**EXTRAIT DU TEXTE**
■ ■ ■ ■ ■
Le SELF : Là aussi, personne ne pouvant nier que les prérogatives des individus se voient balayées par les intérêts collectifs au centre des enjeux, la mobilisation se renforce de jour en jour. On l’a vu lors de la première session des États généraux du livre (22 mai dernier) qui a suivi le succès rencontré par le hashtag « Auteurs en colère » et la pétition liée. Ça n’était pas gagné d’avance, mais la prise de conscience a été suffisamment forte pour qu’aujourd’hui le gouvernement prenne à son tour conscience qu’il y a comme un problème du côté de nos professions et de nos statuts, qu’on s’évertuait jusqu’alors à « détricoter » petit à petit. La partie est cependant loin d’être gagnée pour nous, mais la mobilisation ne devrait pas faiblir jusqu’à ce qu’on connaisse les résultats précis de ce qui nous attend avec les réformes sociale et fiscale qui entreront en vigueur début 2019. Une réunion différée depuis pas moins de cinq ans aura lieu le 21 juin entre l’ensemble des organisations professionnelles des artistes auteurs et les représentants des trois ministères directement concernés par ces projets de réformes. Il est temps de se mettre au travail sur ces sujets, auxquels les représentants des artistes auteurs ne demandent qu’à apporter leur contribution !
■ ■ ■ ■ ■
**DONNÉES ENREGISTRÉES**
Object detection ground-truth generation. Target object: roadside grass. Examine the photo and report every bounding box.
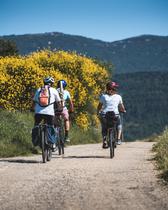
[0,109,101,157]
[152,128,168,183]
[0,110,37,157]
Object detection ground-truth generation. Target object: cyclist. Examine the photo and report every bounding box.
[56,80,74,142]
[97,81,126,148]
[32,76,61,150]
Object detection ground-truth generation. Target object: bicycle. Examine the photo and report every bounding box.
[54,112,65,155]
[32,122,55,163]
[105,112,117,158]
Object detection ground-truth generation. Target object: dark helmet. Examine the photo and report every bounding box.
[106,81,119,90]
[43,76,54,85]
[57,79,67,88]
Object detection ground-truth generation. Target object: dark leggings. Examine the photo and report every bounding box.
[34,114,54,126]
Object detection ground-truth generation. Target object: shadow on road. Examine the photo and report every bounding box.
[0,159,41,163]
[63,155,110,159]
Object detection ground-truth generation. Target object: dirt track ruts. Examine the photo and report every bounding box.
[0,142,168,210]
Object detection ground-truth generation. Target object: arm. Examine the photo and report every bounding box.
[97,102,103,115]
[118,103,126,113]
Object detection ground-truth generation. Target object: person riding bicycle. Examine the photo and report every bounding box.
[33,76,61,126]
[56,80,74,142]
[97,81,126,148]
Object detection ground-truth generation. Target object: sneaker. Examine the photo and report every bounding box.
[117,139,122,145]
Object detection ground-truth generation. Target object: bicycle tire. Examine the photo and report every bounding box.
[60,127,65,154]
[41,128,48,163]
[109,130,115,158]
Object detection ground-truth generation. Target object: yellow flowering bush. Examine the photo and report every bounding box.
[0,50,109,129]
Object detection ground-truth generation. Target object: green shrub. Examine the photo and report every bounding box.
[153,128,168,181]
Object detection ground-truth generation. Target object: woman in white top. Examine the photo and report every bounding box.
[97,81,126,148]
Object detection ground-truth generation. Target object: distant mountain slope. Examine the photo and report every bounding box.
[0,32,168,74]
[113,72,168,140]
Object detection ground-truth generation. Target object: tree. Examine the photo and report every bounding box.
[0,39,18,57]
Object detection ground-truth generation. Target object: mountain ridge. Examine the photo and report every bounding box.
[0,32,168,74]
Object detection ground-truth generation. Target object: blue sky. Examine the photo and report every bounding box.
[0,0,168,41]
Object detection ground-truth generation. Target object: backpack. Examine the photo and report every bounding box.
[105,111,118,128]
[32,126,40,146]
[38,85,50,107]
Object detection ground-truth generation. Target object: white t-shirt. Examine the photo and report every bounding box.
[100,94,123,114]
[33,87,61,116]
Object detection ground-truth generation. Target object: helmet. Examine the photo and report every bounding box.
[106,81,119,90]
[57,79,67,88]
[43,76,54,85]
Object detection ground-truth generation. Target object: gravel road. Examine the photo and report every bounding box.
[0,141,168,210]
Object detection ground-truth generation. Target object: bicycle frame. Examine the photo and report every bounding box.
[107,123,117,158]
[38,124,52,163]
[55,113,65,155]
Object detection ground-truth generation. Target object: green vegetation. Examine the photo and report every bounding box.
[153,128,168,182]
[0,109,101,157]
[0,109,37,157]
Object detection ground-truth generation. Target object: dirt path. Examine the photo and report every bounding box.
[0,142,168,210]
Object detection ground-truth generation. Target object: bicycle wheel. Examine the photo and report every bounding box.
[47,148,52,161]
[57,131,61,155]
[41,128,48,163]
[109,129,115,158]
[60,126,65,154]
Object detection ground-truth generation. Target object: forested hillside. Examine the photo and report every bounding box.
[113,72,168,140]
[0,32,168,73]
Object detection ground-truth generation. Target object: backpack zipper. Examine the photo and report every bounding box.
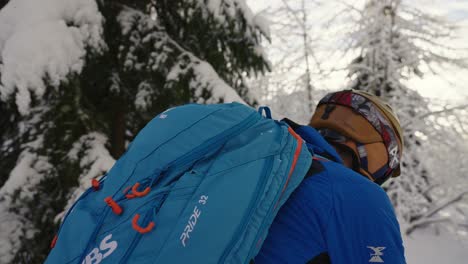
[247,127,302,261]
[80,112,262,263]
[119,197,167,264]
[219,155,275,263]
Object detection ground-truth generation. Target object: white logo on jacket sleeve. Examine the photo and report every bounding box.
[367,246,385,263]
[81,234,118,264]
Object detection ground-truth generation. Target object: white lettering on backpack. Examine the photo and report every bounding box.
[180,195,208,247]
[81,234,118,264]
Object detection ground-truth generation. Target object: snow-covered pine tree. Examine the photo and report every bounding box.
[252,0,330,123]
[0,0,268,263]
[348,0,466,233]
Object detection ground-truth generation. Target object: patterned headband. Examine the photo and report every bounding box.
[319,90,401,170]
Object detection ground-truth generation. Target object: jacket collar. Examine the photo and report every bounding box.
[282,118,343,164]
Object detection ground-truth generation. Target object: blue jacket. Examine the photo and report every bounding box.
[255,126,406,264]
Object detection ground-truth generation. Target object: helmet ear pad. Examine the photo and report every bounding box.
[310,104,388,180]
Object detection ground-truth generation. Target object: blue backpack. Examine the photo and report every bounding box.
[46,103,312,264]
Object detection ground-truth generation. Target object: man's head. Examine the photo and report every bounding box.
[310,90,403,184]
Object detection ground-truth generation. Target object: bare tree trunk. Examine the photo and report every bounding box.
[301,0,314,111]
[110,98,126,159]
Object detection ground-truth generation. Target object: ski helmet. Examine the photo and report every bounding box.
[309,90,404,184]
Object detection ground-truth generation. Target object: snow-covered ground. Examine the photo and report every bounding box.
[404,230,468,264]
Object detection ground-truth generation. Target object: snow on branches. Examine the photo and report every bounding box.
[0,0,104,115]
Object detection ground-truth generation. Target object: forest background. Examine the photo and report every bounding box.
[0,0,468,264]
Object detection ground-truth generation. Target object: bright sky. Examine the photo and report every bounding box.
[247,0,468,104]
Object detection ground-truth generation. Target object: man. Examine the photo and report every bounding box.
[255,90,406,264]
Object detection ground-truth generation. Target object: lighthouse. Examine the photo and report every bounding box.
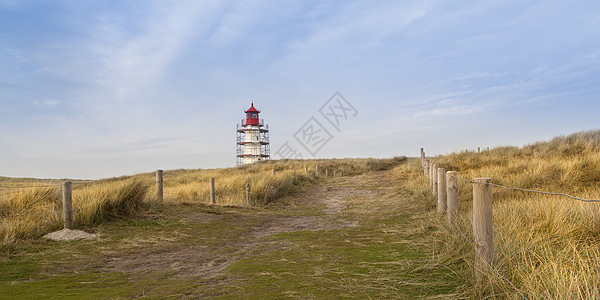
[236,102,271,166]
■ ■ ■ ■ ■
**CONSIGNES**
1 - D'après le texte sur la mobilisation des artistes auteurs, à quelle date s'est tenue la première session des États généraux du livre ?
2 - Rédigez la suite du texte sur la mobilisation des artistes auteurs, en reprenant après sa dernière phrase.

**CORRIGÉ**
1 - Le 22 mai.

2 -
Les correcteurs et lecteurs-correcteurs (organisés dans le Syndicat général du Livre et de la Communication écrite CGT, dans le collectif Correcteurs précaires ou dans la CFDT) ont soutenu les auteurs en relayant notamment leur mécontentement, auteurs qu’ils connaissent bien, avec qui ils travaillent, au sein des maisons d’édition. Le statut des correcteurs est depuis de longs mois en discussion avec le même SNE sans qu’aucune solution satisfaisante soit trouvée au point que l’exercice de leur métier semble à terme menacé (pour rappel : les correcteurs d’édition sont salariés mais payés à la tâche, ce qui signifie qu’ils ont des salaires fluctuants indexés sur les variations de la production éditoriale, contrairement à tous les autres salariés sur site). Ils sont en outre actuellement confrontés au problème de la micro-entreprise, régime qui non seulement concurrence leur statut mais est une aubaine pour les patrons de l’édition puisqu’ils n’ont pas à s’acquitter des cotisations salariales. Pour les correcteurs salariés, c’est une forme d’ubérisation de leur métier et une perte d’emploi pour eux.
Les correcteurs CGT : Que pensez-vous de cette dégradation des conditions de travail des correcteurs d’édition ?
Le SELF : Le SELF a toujours été et restera solidaire des luttes des correcteurs et lecteurs correcteurs pour l’obtention d’un meilleur traitement de la part de leurs employeurs. Pour la bonne et simple raison que votre travail ne fait que bonifier le nôtre. Il nous paraît donc indispensable d’appuyer vos revendications. Le travail que les correcteurs fournissent est irremplaçable et le glissement actuel vers l’ubérisation de leurs tâches est inacceptable.
Les correcteurs CGT : Les auteurs ressentent-ils une transformation du travail avec les correcteurs ? Ont-ils notion de cette transformation ?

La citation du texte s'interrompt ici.